------ INPUT RECORDS ------

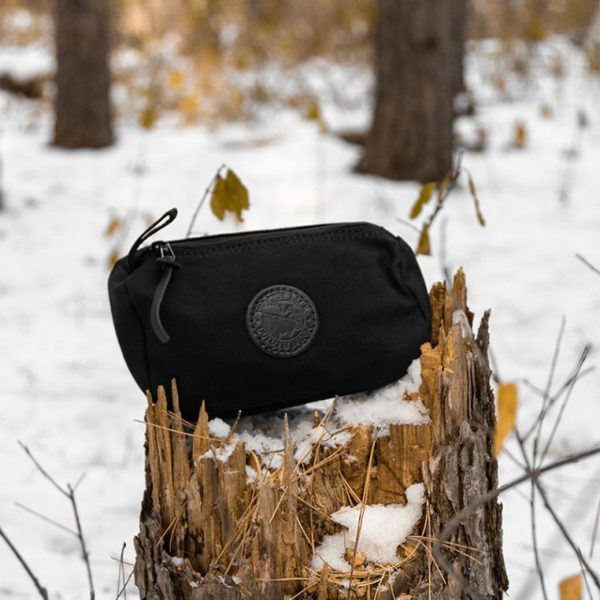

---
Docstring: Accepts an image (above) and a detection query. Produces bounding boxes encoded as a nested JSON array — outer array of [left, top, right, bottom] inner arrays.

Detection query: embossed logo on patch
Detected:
[[246, 285, 318, 358]]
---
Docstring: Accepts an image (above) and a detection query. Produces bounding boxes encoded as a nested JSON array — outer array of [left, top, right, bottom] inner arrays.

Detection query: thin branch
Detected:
[[116, 569, 135, 600], [535, 479, 600, 590], [19, 442, 95, 599], [185, 164, 226, 237], [19, 440, 68, 497], [590, 495, 600, 559], [0, 526, 49, 600], [576, 253, 600, 276], [68, 483, 95, 599], [15, 501, 78, 537], [539, 345, 590, 463], [515, 430, 548, 599], [529, 318, 566, 462], [433, 444, 600, 600]]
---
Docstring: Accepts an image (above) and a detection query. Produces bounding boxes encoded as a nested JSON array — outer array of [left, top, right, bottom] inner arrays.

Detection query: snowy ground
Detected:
[[1, 36, 600, 599]]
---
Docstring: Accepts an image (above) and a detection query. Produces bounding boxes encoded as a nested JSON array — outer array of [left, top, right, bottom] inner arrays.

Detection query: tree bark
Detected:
[[134, 270, 508, 599], [53, 0, 113, 149], [357, 0, 466, 182]]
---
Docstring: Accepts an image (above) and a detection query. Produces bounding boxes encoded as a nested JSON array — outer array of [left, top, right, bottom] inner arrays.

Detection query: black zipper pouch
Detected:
[[108, 209, 431, 421]]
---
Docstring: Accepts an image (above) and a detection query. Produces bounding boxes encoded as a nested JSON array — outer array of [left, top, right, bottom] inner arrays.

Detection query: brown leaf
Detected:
[[494, 383, 518, 457], [409, 182, 436, 219], [139, 105, 157, 130], [107, 249, 119, 269], [512, 121, 527, 149], [559, 574, 582, 600], [169, 70, 184, 90], [306, 99, 328, 133], [467, 174, 486, 227], [416, 223, 431, 256], [210, 169, 250, 223], [104, 216, 123, 238], [344, 547, 365, 567]]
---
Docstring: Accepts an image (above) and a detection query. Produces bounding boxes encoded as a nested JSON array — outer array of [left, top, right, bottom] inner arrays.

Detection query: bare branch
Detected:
[[576, 253, 600, 277], [539, 345, 591, 463], [15, 501, 78, 537], [433, 443, 600, 600], [19, 441, 68, 497], [18, 442, 95, 599], [528, 318, 566, 460], [68, 483, 95, 599], [0, 525, 49, 600], [590, 496, 600, 559], [535, 480, 600, 590]]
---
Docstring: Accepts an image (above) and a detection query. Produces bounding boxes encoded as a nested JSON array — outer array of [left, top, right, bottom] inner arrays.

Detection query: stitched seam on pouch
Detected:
[[174, 229, 390, 259]]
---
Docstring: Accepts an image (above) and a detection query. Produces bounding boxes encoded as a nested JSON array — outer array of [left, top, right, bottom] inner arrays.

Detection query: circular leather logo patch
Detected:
[[246, 285, 318, 358]]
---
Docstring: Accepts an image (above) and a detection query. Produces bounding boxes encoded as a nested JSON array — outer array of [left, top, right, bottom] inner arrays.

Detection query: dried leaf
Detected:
[[409, 182, 436, 219], [494, 383, 518, 457], [105, 216, 123, 238], [107, 249, 119, 269], [169, 70, 184, 90], [539, 103, 553, 119], [139, 105, 157, 130], [467, 174, 486, 227], [416, 223, 431, 256], [512, 121, 527, 149], [179, 95, 199, 121], [344, 547, 365, 567], [559, 574, 582, 600], [210, 169, 250, 223], [306, 99, 327, 133]]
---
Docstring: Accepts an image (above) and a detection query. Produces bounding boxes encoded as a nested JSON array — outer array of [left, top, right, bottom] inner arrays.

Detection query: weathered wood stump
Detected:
[[134, 270, 508, 599]]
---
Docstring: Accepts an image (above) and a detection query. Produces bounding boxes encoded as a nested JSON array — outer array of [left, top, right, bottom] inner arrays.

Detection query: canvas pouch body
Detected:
[[108, 209, 431, 421]]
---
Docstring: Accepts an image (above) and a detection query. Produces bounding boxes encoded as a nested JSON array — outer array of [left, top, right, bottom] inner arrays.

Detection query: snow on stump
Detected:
[[134, 270, 508, 599]]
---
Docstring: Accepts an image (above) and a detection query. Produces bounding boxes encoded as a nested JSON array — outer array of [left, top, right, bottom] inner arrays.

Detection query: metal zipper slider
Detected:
[[151, 242, 181, 343]]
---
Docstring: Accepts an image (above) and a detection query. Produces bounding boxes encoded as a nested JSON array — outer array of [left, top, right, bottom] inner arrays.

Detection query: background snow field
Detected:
[[1, 35, 600, 599]]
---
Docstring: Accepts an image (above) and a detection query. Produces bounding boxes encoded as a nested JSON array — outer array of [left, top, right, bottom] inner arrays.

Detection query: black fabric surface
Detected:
[[108, 221, 431, 421]]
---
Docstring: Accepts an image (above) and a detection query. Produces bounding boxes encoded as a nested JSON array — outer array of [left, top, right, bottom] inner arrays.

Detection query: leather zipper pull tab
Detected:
[[151, 243, 181, 343], [127, 208, 178, 271]]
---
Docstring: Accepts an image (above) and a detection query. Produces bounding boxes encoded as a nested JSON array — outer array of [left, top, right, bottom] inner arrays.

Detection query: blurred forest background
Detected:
[[1, 0, 600, 598]]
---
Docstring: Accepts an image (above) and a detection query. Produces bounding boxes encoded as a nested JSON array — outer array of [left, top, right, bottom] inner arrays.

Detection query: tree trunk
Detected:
[[357, 0, 466, 182], [134, 270, 508, 599], [53, 0, 113, 149]]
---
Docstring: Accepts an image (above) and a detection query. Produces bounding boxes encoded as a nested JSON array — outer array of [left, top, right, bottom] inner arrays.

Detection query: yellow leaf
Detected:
[[559, 574, 582, 600], [169, 70, 184, 90], [139, 106, 157, 130], [416, 224, 431, 256], [494, 383, 518, 457], [179, 95, 199, 121], [306, 99, 328, 133], [210, 169, 250, 223], [512, 121, 527, 149], [526, 22, 548, 42], [409, 182, 436, 219], [467, 174, 486, 227], [105, 216, 123, 238], [107, 249, 119, 269]]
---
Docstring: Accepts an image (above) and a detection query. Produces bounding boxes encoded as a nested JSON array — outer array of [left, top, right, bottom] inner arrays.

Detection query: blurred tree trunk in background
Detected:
[[53, 0, 113, 149], [358, 0, 466, 182]]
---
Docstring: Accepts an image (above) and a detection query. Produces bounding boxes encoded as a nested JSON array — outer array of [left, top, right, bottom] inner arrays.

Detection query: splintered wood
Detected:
[[134, 270, 508, 599]]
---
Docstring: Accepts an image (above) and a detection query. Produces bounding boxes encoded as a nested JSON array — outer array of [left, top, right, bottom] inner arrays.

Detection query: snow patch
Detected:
[[335, 359, 429, 436], [208, 417, 231, 439], [311, 483, 425, 572]]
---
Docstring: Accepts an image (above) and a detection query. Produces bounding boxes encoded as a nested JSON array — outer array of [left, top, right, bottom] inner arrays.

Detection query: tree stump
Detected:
[[134, 270, 508, 599]]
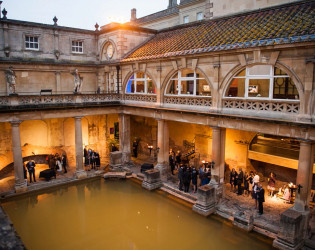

------

* _EXERCISE DESCRIPTION_:
Excluding pictures, reproduce the listing above exactly as it stands.

* _ANSWER TO THE EXERCISE_:
---
Docstring: Accepts an image (above) and a detection query. Produces bounding boxes encoded as a nested JSON array — outer array of [left, top, right, bottom] inner arrays.

Detection query: embossed logo on patch
Detected:
[[246, 285, 318, 358]]
---
Docstring: Accepts an image (above) and a detection query. Produces bounding boxes encoded as a nested JSON array — outer array of [left, top, right, bottom] inner arrays.

Detection query: thin branch
Detected:
[[116, 569, 135, 600], [535, 479, 600, 590], [19, 442, 95, 599], [185, 164, 226, 237], [19, 440, 68, 497], [590, 495, 600, 559], [0, 526, 49, 600], [576, 253, 600, 276], [68, 483, 95, 599], [15, 501, 78, 537], [539, 345, 590, 463], [515, 430, 548, 599], [529, 318, 566, 462], [433, 444, 600, 600]]
---
Docstring: Accepts an image (above) and a detection query. Produces bounding boxes encoded as a nested JSON array — outer array of [left, top, right, bottom] inner arrays.

Detection query: snowy ground
Detected:
[[1, 36, 600, 599]]
---
Docstring: Accepts an image (above) and a detection query. Produces bounding boxes encoded as a nested JSON array — outer array of [left, top, right, bottom] inner arrays.

Detection query: tree bark
Detected:
[[134, 270, 508, 599], [53, 0, 113, 149], [357, 0, 466, 182]]
---
Docstring: Accepts an image (above) and a detection query. Produces bounding boxes encoded as a nested JSON array — outer array of [left, top, right, bottom] inner arrays.

Detection query: black zipper pouch
Detected:
[[108, 209, 431, 421]]
---
Docstring: Accepts an image (above) and a detection query. Produces bounding boxes encoded as a nested JSON array — outer array of [left, top, right, bottom] inner arrays.

Detection query: brown leaf
Detected:
[[494, 383, 518, 457], [409, 182, 436, 219], [139, 105, 157, 130], [107, 249, 119, 269], [512, 121, 527, 149], [559, 574, 582, 600], [169, 70, 184, 90], [306, 99, 328, 133], [467, 174, 486, 227], [416, 223, 431, 256], [210, 169, 250, 223], [104, 216, 123, 238], [344, 547, 365, 567]]
---
Docstring: Accepts an image (above) and a detection query. Produces bounding boxes encoded as a nested JSON array — outer array of [left, top, right, bottom] inner arrays.

Detection query: bare branch
Detected:
[[576, 253, 600, 277], [539, 345, 591, 463], [15, 501, 78, 537], [433, 443, 600, 600], [19, 441, 68, 497], [18, 442, 95, 599], [528, 318, 566, 460], [68, 483, 95, 599], [0, 525, 49, 600], [590, 496, 600, 559], [535, 480, 600, 590]]
---
Docstring: Accepts an image (above) and a detection query. Produces bounding boxes encoded as a nested JSON array — outer array of [left, top, right, bottom] inner arrays.

Detection query: stitched seam on pouch
Detected:
[[174, 229, 390, 259]]
---
Docstring: Accepts an image (above) and a detection query. Produces bounding boxes encoded as a nested JSON array — outer array of [left, top, right, bottom] inner arrays.

Detection query: circular leather logo patch
Detected:
[[246, 285, 318, 358]]
---
Docstring: Accepts an image (above) and a detection query. Produces bounding boxes encoded as a nested JSON array — outer array of [left, top, right, bottom] inner arrays.

Detection query: dried leaf
Detected:
[[409, 182, 436, 219], [494, 383, 518, 457], [105, 216, 123, 238], [107, 249, 119, 269], [169, 70, 184, 90], [539, 103, 553, 119], [139, 105, 157, 130], [467, 174, 486, 227], [416, 223, 431, 256], [512, 121, 527, 149], [179, 95, 199, 121], [344, 547, 365, 567], [559, 574, 582, 600], [210, 169, 250, 223], [306, 99, 327, 133]]
---
Docstring: Accepts an image (above) and a detection query. Produces bounding boxes encoded as a nested JSON array — outer array of [left, top, right, bottom] inner arrays.

Detection query: weathered wood stump
Detected:
[[134, 270, 508, 599]]
---
Docstring: Accepts an image (above) and a detection query. Produces bounding boxes encoded as a nested JSON array — outer array of [left, top, right, bottom] inner arrays.

Detection query: canvas pouch body
Detected:
[[108, 209, 431, 421]]
---
Docstring: Accepts an image (above) and a detection query. Produces bounding boxes encoded as a nested JSON array — outer array of [left, top, right, bottom] inner arrays.

Detection query: snow on stump
Detected:
[[134, 270, 508, 599]]
---
Docstring: Accepts an image (above) and a detection query. Produces bounding boxes encoded as a nested JSON array — outer array of [left, top, right, bottom] inner arrays.

Detection query: metal zipper slider
Detected:
[[151, 242, 181, 343]]
---
Docstring: Accepts an image (above) and a detection query. Produces bounding boxes encoded as a nested JSON array — outer array of [left, top, right, bottom] inner arrays.

Detection query: background snow field
Detected:
[[1, 35, 600, 599]]
---
Docstring: Accepts an image (above) and a detection query. Produces bounding boxes encoded as a nested JSON array — outer array of [left, top, right, bottom] inner arrays.

Detection query: black fabric surface
Detected:
[[108, 221, 431, 421]]
---
Docstring: Accepts an image (above) and a detection query. Produces bounding boxes encoded as a nested JSON array — outer array of [left, top, right, bottom] inner arrays.

Detection query: leather zipper pull tab
Detected:
[[151, 243, 181, 343], [127, 208, 178, 271]]
---
Docstring: Accepts an image (above) and a detection query. Produces bounding boxes encoded as a nested JSON array — outer array of [left, top, right, bottom] inner arrays.

Detection query: blurred forest background
Detected:
[[1, 0, 600, 598]]
---
Docstring: Accepts an image (above) and a detection query. Produces bounding boxes encoded as a nested JSON array — outer array of [left, top, right, bottom] inner arrays.

Detection query: tree trunk
Detected:
[[357, 0, 466, 182], [134, 270, 508, 599], [53, 0, 113, 149]]
---
Docstring: Accepts an image (above) and a detection query. Produces bounding boxes encoded as a nested JSON array — outer array of [left, top, right, bottom] inner arrays.

Detection query: yellow leaf
Detected:
[[559, 574, 582, 600], [169, 70, 184, 90], [139, 106, 157, 130], [416, 224, 431, 256], [494, 383, 518, 457], [179, 95, 199, 121], [306, 99, 328, 133], [210, 169, 250, 223], [512, 121, 527, 149], [526, 22, 548, 42], [409, 182, 436, 219], [467, 174, 486, 227], [105, 216, 123, 238], [107, 249, 119, 269]]
---
Docstring: Accepts an image (above) and a detection query. Produces bounding boxes encoded as a nested JSON array — outer array of [left, top, right, bottom] inner arrays.

Detection query: blurred tree trunk in background
Detected:
[[53, 0, 113, 149], [358, 0, 466, 182]]
---
Docstring: Accepts an image (above) and a detection query. Produces bounding boxes encoded as a nested JSON array — outer array of [left, top, right, bottom] inner arrays.

Detection query: splintered wood
Detected:
[[134, 270, 508, 599]]
---
Docstring: Accepts an image (above) and a detection query. Produces bounding boxes encoded as a nested JSON array — outer array of [left, top, right, bottom] inner arrays.

Detection query: snow patch
Detected:
[[335, 359, 429, 436], [208, 417, 231, 439], [311, 483, 425, 572]]
---
Docstring: Accepts an image (above) and a detection query. Produces bounding boxes encoded as a nested JSON array — outer array of [left, top, right, bottom] inner arrays.

Detection query: tree stump
Detected:
[[134, 270, 508, 599]]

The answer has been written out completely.